The task: Among the lines below, tally those that contain "white" and respond with the total only.

Dataset excerpts
━━━━━━━━━━━━━━━━
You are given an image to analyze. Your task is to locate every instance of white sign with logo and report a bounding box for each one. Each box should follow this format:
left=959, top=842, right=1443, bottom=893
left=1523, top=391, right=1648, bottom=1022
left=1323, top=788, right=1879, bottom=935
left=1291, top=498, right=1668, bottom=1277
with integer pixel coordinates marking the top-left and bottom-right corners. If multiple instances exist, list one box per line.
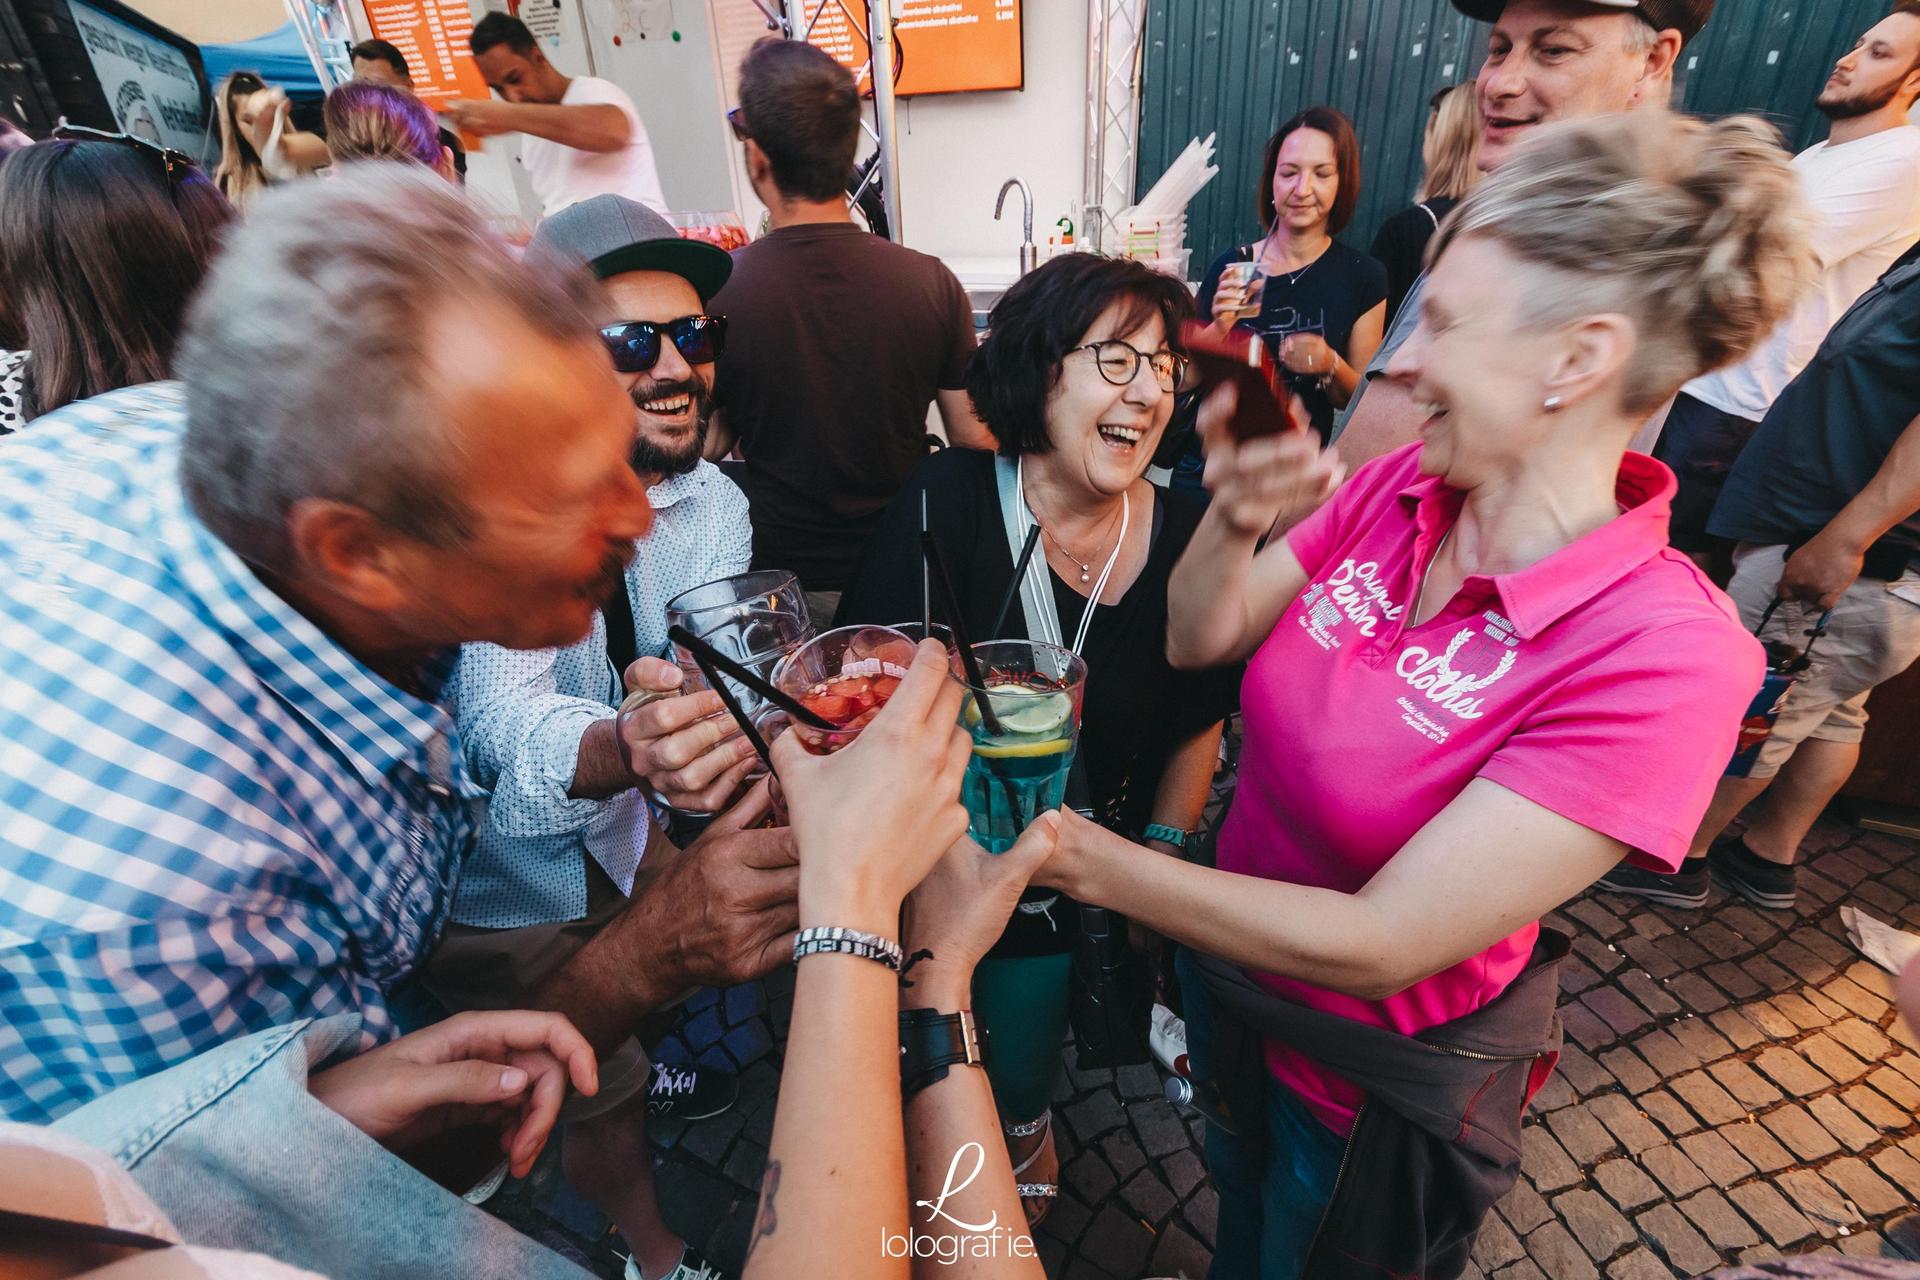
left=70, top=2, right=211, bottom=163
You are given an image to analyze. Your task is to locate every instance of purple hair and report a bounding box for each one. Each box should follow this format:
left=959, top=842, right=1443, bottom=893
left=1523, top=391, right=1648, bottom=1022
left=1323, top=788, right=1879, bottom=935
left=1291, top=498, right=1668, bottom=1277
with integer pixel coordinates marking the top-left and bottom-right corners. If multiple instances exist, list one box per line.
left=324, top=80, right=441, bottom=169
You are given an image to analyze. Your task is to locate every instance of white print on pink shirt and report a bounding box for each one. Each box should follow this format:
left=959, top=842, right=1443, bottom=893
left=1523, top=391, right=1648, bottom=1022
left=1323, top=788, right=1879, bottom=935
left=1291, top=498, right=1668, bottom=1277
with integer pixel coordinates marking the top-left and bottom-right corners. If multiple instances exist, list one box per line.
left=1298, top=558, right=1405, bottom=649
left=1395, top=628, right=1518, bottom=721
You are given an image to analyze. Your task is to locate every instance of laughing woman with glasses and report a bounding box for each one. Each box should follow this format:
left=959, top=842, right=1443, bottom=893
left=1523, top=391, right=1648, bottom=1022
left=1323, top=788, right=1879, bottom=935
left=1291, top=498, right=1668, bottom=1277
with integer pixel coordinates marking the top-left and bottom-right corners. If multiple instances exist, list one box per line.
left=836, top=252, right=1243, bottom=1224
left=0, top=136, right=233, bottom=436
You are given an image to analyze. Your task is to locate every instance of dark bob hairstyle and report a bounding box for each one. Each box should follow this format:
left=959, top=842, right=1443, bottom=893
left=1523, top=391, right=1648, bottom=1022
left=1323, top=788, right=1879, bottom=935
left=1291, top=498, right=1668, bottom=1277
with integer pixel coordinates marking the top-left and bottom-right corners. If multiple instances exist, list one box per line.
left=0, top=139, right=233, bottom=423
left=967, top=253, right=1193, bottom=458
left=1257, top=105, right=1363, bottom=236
━━━━━━━━━━━━━━━━
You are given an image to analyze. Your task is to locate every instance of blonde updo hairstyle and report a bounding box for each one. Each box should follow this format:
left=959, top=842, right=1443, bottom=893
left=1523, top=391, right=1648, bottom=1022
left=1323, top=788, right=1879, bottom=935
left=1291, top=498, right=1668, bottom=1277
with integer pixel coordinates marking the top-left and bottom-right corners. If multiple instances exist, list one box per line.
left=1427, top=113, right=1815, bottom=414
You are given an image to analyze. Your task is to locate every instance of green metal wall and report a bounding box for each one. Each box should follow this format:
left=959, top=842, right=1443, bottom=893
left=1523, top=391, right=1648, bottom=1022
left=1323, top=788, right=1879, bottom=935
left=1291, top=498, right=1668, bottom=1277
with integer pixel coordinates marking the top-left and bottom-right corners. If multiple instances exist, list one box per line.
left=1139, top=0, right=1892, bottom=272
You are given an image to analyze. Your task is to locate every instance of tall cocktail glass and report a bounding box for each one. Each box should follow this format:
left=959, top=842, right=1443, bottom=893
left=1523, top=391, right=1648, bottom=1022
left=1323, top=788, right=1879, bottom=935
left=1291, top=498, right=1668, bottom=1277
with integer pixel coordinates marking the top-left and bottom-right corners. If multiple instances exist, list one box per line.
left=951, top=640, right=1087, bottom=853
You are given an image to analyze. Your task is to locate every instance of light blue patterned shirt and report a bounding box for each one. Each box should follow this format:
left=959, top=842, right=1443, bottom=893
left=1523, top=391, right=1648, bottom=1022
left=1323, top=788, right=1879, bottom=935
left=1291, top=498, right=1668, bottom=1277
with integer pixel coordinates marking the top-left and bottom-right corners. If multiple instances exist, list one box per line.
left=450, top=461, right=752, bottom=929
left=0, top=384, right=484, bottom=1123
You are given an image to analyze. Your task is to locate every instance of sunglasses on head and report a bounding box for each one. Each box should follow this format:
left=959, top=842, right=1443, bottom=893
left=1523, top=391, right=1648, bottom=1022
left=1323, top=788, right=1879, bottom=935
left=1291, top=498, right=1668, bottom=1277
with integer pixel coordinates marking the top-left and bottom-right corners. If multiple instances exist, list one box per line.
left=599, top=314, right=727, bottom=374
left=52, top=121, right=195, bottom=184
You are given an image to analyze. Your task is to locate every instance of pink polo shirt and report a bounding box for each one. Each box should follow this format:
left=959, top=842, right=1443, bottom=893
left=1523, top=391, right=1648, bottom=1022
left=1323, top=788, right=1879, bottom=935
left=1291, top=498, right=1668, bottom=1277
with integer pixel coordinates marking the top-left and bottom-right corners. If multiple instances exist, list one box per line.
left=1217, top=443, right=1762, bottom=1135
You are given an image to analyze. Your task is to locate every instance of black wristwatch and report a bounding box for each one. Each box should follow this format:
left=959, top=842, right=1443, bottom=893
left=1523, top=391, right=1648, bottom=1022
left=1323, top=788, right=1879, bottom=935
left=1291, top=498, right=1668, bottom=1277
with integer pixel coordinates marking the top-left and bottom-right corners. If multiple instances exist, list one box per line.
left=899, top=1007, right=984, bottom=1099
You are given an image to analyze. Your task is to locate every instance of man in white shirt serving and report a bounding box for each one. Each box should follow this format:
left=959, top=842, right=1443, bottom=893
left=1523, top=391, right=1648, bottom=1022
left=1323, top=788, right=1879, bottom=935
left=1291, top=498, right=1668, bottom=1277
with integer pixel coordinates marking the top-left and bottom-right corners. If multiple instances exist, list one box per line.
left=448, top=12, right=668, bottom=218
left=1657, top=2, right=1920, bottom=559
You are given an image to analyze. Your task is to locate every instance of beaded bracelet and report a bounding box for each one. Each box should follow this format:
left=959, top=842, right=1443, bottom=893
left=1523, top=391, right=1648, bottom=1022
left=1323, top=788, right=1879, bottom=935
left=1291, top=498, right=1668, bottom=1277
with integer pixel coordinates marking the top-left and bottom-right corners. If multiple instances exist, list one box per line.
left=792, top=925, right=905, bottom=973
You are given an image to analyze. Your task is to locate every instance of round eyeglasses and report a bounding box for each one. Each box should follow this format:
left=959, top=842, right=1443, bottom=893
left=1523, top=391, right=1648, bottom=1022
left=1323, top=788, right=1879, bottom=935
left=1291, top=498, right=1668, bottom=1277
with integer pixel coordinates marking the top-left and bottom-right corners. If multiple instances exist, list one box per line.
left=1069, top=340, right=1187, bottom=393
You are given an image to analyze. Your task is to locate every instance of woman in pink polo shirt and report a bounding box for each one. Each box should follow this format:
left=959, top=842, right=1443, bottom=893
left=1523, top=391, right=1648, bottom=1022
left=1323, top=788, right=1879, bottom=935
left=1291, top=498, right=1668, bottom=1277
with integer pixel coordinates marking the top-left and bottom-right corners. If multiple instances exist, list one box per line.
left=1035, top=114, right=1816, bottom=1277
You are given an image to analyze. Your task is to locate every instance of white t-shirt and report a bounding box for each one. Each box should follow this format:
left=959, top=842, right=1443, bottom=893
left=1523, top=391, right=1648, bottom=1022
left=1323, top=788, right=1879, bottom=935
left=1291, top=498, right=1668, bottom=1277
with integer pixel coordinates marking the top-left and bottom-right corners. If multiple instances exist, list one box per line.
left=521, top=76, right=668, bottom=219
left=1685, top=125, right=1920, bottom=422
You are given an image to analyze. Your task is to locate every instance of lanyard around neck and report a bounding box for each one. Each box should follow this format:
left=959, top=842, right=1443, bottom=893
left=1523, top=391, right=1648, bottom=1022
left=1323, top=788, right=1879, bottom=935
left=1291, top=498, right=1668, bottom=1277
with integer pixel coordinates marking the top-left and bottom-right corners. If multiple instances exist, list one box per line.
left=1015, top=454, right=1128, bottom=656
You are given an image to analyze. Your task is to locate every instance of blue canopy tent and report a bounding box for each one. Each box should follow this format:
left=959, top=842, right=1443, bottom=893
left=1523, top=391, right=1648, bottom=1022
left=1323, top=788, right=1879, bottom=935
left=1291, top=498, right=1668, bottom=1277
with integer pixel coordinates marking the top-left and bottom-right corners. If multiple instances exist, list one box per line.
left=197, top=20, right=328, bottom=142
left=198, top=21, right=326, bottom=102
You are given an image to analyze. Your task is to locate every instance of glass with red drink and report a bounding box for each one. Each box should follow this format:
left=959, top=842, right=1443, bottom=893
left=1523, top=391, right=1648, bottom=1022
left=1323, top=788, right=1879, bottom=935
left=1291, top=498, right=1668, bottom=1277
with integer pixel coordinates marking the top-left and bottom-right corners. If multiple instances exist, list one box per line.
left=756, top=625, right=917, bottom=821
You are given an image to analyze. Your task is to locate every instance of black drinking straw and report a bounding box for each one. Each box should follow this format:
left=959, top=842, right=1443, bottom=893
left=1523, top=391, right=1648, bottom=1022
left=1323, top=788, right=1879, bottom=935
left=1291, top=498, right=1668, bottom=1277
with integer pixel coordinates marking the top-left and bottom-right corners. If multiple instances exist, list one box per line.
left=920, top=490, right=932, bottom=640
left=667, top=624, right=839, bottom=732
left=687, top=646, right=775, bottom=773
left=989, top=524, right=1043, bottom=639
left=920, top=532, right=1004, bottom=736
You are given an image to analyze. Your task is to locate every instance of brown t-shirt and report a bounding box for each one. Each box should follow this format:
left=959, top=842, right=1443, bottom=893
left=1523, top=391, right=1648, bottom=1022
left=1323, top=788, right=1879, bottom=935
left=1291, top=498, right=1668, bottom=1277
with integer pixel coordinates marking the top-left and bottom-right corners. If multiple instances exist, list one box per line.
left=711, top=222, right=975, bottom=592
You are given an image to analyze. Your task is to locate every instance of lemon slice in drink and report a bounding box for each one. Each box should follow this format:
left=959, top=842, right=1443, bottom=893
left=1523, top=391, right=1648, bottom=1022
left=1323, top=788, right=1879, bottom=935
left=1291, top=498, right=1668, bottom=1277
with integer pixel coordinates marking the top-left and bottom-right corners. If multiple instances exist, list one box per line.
━━━━━━━━━━━━━━━━
Answer space: 4